▶ _Work required_
The listing below must be repeated word for word, with its images excluded.

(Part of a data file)
-------

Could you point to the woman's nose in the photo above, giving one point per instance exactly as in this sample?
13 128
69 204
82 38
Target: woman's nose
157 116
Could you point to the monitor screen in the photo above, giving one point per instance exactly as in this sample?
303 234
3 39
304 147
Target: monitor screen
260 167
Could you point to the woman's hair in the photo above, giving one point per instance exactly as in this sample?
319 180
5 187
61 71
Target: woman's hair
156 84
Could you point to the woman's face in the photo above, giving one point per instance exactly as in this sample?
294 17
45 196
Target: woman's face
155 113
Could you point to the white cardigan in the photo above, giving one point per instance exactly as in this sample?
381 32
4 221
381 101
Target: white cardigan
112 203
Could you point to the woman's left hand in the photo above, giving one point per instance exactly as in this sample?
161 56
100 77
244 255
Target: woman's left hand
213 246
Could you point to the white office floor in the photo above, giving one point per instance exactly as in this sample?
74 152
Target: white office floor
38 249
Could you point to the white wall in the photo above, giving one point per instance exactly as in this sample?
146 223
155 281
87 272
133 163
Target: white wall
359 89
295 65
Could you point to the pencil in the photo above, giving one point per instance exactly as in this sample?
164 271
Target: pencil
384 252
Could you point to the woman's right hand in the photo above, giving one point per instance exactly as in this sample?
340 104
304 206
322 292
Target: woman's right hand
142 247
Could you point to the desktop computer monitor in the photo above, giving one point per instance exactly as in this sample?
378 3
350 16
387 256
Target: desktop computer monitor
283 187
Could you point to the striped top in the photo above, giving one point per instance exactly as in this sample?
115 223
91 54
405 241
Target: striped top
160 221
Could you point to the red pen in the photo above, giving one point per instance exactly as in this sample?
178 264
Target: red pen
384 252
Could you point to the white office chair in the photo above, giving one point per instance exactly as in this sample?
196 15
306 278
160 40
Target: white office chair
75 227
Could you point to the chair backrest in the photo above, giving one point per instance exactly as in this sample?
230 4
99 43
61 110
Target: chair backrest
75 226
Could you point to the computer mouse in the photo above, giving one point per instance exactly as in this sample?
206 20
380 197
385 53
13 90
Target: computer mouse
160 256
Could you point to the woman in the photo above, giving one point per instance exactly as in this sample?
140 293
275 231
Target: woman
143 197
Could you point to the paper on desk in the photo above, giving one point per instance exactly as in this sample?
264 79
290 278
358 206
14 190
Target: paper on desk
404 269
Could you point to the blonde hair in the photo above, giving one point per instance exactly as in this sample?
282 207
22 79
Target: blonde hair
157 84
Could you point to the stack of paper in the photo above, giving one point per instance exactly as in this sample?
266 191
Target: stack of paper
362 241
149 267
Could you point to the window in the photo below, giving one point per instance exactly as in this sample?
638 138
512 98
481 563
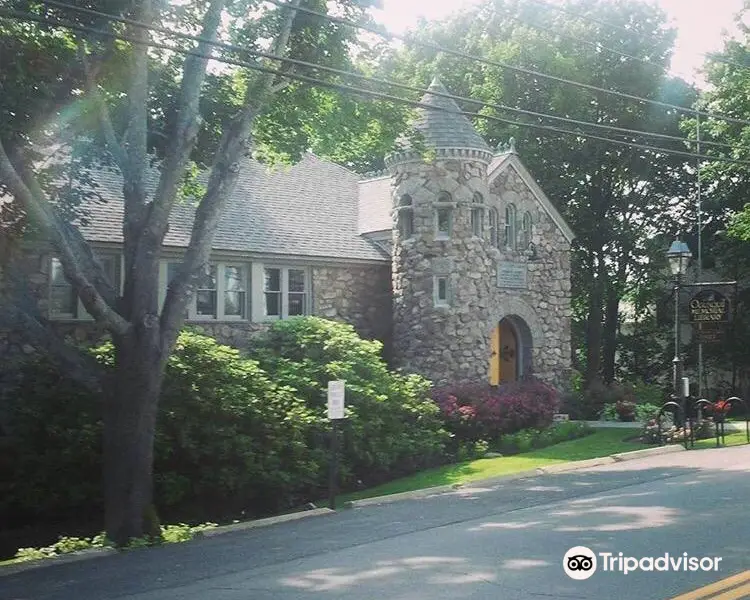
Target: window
221 291
477 216
526 230
441 291
63 301
235 292
205 293
494 224
405 217
285 291
510 226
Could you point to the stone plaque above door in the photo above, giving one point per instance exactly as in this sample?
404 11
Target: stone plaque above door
512 275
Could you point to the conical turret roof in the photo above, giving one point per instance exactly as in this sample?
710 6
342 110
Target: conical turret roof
444 129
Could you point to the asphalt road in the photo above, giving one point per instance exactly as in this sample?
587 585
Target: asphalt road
502 542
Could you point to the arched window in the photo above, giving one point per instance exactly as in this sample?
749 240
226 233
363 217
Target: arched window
511 227
405 217
477 215
443 216
526 225
494 224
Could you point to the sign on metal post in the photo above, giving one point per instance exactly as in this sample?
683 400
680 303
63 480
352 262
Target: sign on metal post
709 306
336 394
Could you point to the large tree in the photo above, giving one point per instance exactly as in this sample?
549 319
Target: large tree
114 95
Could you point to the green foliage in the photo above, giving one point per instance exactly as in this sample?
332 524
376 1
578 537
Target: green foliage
235 436
392 427
641 412
170 534
530 439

-------

▶ _Exercise answer_
Could you point to the woman's nose in the photo above, giving one point per instance exactly as in this sample?
13 128
69 204
82 38
Target: woman's nose
157 116
Could you point to the monitor screen in the photo above, giving one point per instance exactly as in this sample?
303 234
3 39
304 147
Target: monitor screen
260 167
Could you point to the woman's hair in the photo above, giving one point per instance exactly as in this sample?
319 180
5 187
61 71
Target: woman's hair
156 84
Could you point to the woman's face in the photo above, giving one point per instance exactly as in this sample?
294 17
45 196
Target: woman's face
155 113
Could you point to the white cardigan in the photo above, giving one point per instance exactly as in this sample?
381 32
4 221
381 101
Target: white cardigan
112 203
Could you point to the woman's left hand in the photo above, giving one point per instance exactly as in this sample?
161 56
100 77
244 255
Target: woman's left hand
213 246
Could you point to the white office floor in the photo above, giving one point per instance exactly as in this sample?
74 152
Target: white office floor
38 249
Could you point to the white wall in the photo above, giving one point per instance exactly as in this sample?
146 223
155 281
87 272
133 163
Target: white wall
359 89
295 65
Could you point to the pencil in the photo above, giving one point per instance exactly as in this sample?
164 271
Target: pencil
384 252
Could you point to the woman's right hand in the photo above, giving one point per instance exactly as in this sample?
340 104
304 206
322 292
Target: woman's right hand
142 247
Could you point to the desktop computer monitor in the photo above, giving one point per instance exactly as in this sample?
378 3
350 16
387 256
Target: desktop computer monitor
283 187
Could you point to the striped top in the photo above, giving one point per instance exactly as in this sample?
115 223
91 54
405 241
Target: striped top
160 221
Could you point to the red pen in the photo above, giving one point per instance exactly as in this sample?
178 264
Target: red pen
384 252
Could you point to the white office chair in the photo above, giving one point per instance exactly as in this sample?
196 15
306 278
160 40
Target: white office chair
75 227
Could you point to the chair backrest in the photo above, giving one point per instance exactly as in this sample?
230 4
99 43
61 110
Target: chair backrest
75 226
Could you point to the computer mouse in the photo above, giving one point per instance exactly as in this sample?
206 20
380 197
385 53
13 90
Target: computer mouse
160 256
Could you point to the woman in the photo above, giving one point per instance exactly as in this sample?
140 293
275 231
Target: woman
143 197
Could you point to the paper on desk in the photo above, giving one point per instance exactly as in this sample?
264 79
290 278
358 206
14 190
Target: paper on desk
404 269
Could you point to the blonde hair in the photo above, giving one point per instance exactly as in this sample?
282 207
22 79
Target: blonde hair
157 84
Could you point to the stack of paper in the photo above, giving one point per instance exactly as in this sample?
266 191
Target: stack of paper
362 241
149 267
Could you point to the window in the photo below, giving one point per instance exactly as in this sample?
638 138
512 98
481 563
Target: window
221 291
477 216
526 230
441 291
63 301
235 292
205 293
494 224
405 217
285 291
510 226
Could you point to the stone plaque above door in the photo above, giving one point per instance exactly as in this sample?
404 11
Target: stone plaque above door
512 275
Could you point to the conical turret roof in the photo above, giving one point per instance exactly as in this sample?
710 6
342 110
Target: conical turret roof
444 129
Could you point to the asphalt road in the photo above, giving one point per instance exactly as in this sample?
587 585
Target: asphalt road
502 542
Could you point to the arched window in the photo above, giving one point per instance exactly as in this sample?
749 240
226 233
363 217
Target: arched window
511 227
405 217
477 215
443 216
526 225
494 224
Could you point to the sign on metal post in the photo above, giving one point per instance exactly as in this sample?
683 400
680 303
63 480
352 262
Target: sign on metal post
709 306
336 394
Could you point to the large tree in the photo above, giving one point per instance exactly as in this sample?
549 319
Target: large tree
114 95
Could you point to the green foliage in the photo above, giving one point per instance exactly as in this sample?
332 524
376 1
578 537
Target: green foliage
235 436
392 427
641 412
170 534
530 439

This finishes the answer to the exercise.